Post by ValenciaQBowl »

In the Borglum packet, there were not only two American history tossups, there were two American history tossups on Jacksonian politics. That was not such a good plan (I sure hope Chris didn't submit both of those together as part of a holistic packet, so I assume it was just a mistake)
Your hope is misplaced, Chris; indeed, this perfidy is mine alone. "1824" and "Second Reply to Hayne" are pretty close in era, and I just plain didn't think about it too much. My apologies to all, especially to Ahmad for not shooting him that packet till Wednesday night. But I'm confused about the "not only two American history" bit--isn't there supposed to be 2/2 American history?

I played the questions and have shared my thoughts on the packets with Ahmad at length. Here I'll say that some pretty intense difficulty was on display, as was the expected skew toward SS and philosophy and criticism. Though the last two (particularly criticism) are among my favorite things, I couldn't do much with some of the questions. Still, I enjoy hearing hard stuff, so I had a good time.

:: Data block ::
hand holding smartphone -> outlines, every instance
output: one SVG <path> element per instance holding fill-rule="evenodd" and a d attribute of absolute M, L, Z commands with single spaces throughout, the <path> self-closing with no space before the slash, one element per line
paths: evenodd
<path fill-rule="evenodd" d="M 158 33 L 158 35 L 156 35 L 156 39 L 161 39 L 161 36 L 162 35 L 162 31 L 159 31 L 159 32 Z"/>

:: List of tasks ::
a) From the forum post about the Borglum packet, copy the passage word for word, beginning at "I played the" and ending after "a good time.".
b) Continue the forum post about the Borglum packet from the point where it stops.

:: Results of the tasks ::
a)
I played the questions and have shared my thoughts on the packets with Ahmad at length. Here I'll say that some pretty intense difficulty was on display, as was the expected skew toward SS and philosophy and criticism. Though the last two (particularly criticism) are among my favorite things, I couldn't do much with some of the questions. Still, I enjoy hearing hard stuff, so I had a good time.

b)
As Matt suggested above, Ahmad should've declared that he would be deviating from the standard expectations of distro, and I imagine he will do so in future iterations; however, as some here have also stated, that skew probably shouldn't have come as too much of a surprise. And I didn't read the questions, but in listening to them, this grammar prig didn't notice much wrong. I would certainly be interested in hearing of any grammatical/punctuation issues in my packet, and of course I'm always open to reports about content suckage there (of course, I wrote no science toss-ups).

Overall, any tournament that includes Paul Ricouer, Julia Kristeva, and Dylan going electric, not to mention providing a chance to hang out with noted raconteur Seth Kendall, is okay with me.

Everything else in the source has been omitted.